▶ [EXERCISE]: Arrange all of the material below as a two-column CSV headed task and coordinates. Each row holds one sentence beginning "Exercise." in the first field and all the coordinate pairs that follow it, up to the next such sentence, in the second field. Enclose each field in double quotes and replace line breaks with spaces.
** start of MATERIAL SUPPLIED **
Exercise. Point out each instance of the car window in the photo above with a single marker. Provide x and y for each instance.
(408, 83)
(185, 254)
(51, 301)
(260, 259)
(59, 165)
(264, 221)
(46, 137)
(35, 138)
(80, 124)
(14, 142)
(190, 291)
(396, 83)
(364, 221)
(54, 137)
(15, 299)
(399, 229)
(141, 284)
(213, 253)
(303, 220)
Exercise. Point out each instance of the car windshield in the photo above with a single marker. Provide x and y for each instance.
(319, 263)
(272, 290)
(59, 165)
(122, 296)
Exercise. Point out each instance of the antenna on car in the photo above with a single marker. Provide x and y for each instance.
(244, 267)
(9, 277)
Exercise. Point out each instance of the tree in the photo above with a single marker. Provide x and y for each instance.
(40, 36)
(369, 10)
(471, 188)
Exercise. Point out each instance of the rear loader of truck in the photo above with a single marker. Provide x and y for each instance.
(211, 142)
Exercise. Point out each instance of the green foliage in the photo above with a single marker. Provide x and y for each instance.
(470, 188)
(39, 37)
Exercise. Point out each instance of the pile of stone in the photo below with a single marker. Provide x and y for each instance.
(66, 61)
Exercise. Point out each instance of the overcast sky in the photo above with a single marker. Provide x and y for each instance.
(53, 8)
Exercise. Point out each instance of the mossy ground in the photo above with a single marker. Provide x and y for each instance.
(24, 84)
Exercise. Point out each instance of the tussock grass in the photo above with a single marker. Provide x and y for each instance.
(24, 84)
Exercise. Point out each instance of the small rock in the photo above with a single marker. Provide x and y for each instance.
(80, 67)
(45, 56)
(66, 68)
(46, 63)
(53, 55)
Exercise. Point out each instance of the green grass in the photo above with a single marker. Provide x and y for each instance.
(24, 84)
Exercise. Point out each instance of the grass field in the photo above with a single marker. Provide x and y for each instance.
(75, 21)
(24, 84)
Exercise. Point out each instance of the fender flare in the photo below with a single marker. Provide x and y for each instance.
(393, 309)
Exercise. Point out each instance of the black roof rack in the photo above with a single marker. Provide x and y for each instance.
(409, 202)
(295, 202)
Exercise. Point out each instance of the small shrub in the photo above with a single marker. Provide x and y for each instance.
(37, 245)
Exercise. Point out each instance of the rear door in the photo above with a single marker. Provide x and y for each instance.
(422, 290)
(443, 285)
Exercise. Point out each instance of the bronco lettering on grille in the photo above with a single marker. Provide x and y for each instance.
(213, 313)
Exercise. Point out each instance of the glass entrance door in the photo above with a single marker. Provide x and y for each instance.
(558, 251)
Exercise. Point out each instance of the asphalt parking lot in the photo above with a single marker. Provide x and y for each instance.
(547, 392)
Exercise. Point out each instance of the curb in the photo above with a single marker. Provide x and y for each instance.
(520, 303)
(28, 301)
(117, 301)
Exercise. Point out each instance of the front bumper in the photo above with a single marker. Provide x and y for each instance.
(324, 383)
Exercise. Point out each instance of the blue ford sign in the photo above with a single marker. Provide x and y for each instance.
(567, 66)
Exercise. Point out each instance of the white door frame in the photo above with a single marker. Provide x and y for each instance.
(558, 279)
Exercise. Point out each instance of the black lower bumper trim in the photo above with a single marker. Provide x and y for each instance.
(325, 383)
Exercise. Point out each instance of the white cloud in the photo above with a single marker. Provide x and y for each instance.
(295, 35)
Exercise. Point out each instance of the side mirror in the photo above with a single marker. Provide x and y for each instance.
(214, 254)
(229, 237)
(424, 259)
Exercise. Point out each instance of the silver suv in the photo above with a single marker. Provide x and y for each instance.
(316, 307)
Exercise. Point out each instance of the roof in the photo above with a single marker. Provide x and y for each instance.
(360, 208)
** end of MATERIAL SUPPLIED **
▶ [RESULT OF THIS TASK]:
task,coordinates
"Exercise. Point out each instance of the car window in the photo above with a single marker. Provide x and y for each instance.","(408, 83) (185, 254) (51, 301) (260, 259) (59, 165) (264, 221) (46, 137) (35, 138) (80, 124) (14, 142) (190, 291) (396, 83) (364, 221) (54, 137) (15, 299) (399, 229) (141, 284) (213, 253) (303, 220)"
"Exercise. Point out each instance of the car windshield in the photo above with a single marker. Provide x and y for each instance.","(319, 263) (272, 290) (59, 165) (122, 296)"
"Exercise. Point out each instance of the antenna on car in the photo above with a single marker. Provide x and y for each instance.","(244, 267) (9, 277)"
"Exercise. Point out each instance of the tree in the photo above with a single marker. Provide x and y for each instance.","(40, 36) (369, 10) (471, 188)"
"Exercise. Point out each instance of the rear loader of truck in the photo above with a single marker. Provide x and y for each instance.","(211, 142)"
"Exercise. Point out each instance of the green foliage in the photo above with a single marker. Provide x and y for each instance.","(470, 188) (39, 37)"
"Exercise. Point out each instance of the pile of stone in the photo below with a single marker. Provide x and y for each instance.","(66, 61)"
"Exercise. Point out each instance of the overcast sky in the photo above with a single marker. Provide x and y for each instance.","(53, 8)"
"Exercise. Point out each instance of the mossy ground in the photo above with a single marker. Provide x and y for each instance.","(24, 84)"
"Exercise. Point out each instance of the tussock grass in the photo above with a single marker. Provide x and y for each instance.","(24, 84)"
"Exercise. Point out each instance of the small rock in the photo above with a single marker. Provide x and y for each instance.","(80, 67) (45, 56) (66, 68) (46, 63) (53, 55)"
"Exercise. Point out each instance of the green grass in the photo above with a single marker. Provide x and y for each instance.","(24, 84)"
"Exercise. Point out each instance of the grass field in the photo above with a single marker. Provide x and y for each instance.","(75, 21) (24, 84)"
"Exercise. Point out each instance of the fender flare in the photo below with a single marker. Provide x and y for each instance.","(393, 309)"
"Exercise. Point out each instance of the black roof rack in the photo above with a single marker. Provide x and y for each instance.","(409, 202) (295, 202)"
"Exercise. Point out each instance of the small shrub in the photo above with a single marker. Provide x and y for each instance.","(37, 245)"
"Exercise. Point out each instance of the rear door in the photo above with a single marker. Provide x and y for each instance.","(422, 290) (443, 285)"
"Exercise. Point out each instance of the bronco lettering on grille in the photo above with a single marker. Provide x and y for each instance.","(213, 313)"
"Exercise. Point out each instance of the glass entrance door in the photo above with a single marker. Provide x and y for each instance.","(558, 251)"
"Exercise. Point out each instance of the asphalt parking lot in the photo above with a single marker. Provide x and y for each instance.","(547, 392)"
"Exercise. Point out each instance of the curb in the photo above with a single marker. Provide x and y for each instance.","(520, 303) (28, 301) (117, 301)"
"Exercise. Point out each instance of the front bumper in the photo above with a single marker. Provide x and y for each instance.","(324, 383)"
"Exercise. Point out each instance of the blue ford sign in the photo above with a single marker. Provide x and y for each instance.","(567, 66)"
"Exercise. Point out each instance of the white door frame in the photo above with a single marker. Provide x and y for each instance.","(558, 279)"
"Exercise. Point out each instance of the black lower bumper trim in the photo above with a single marker. Provide x and y for each instance.","(325, 383)"
"Exercise. Point out each instance of the white cloud in the photo above with a single marker. Provide x and y for each instance.","(295, 35)"
"Exercise. Point out each instance of the side mirror in the photo above with a single marker. Provide x and y for each instance.","(214, 254) (229, 237) (424, 259)"
"Exercise. Point out each instance of the silver suv in the photo above with a single marker. Provide x and y for each instance.","(316, 307)"
"Exercise. Point out each instance of the roof in the photo above with a single marker. Provide x and y for each instance.","(360, 208)"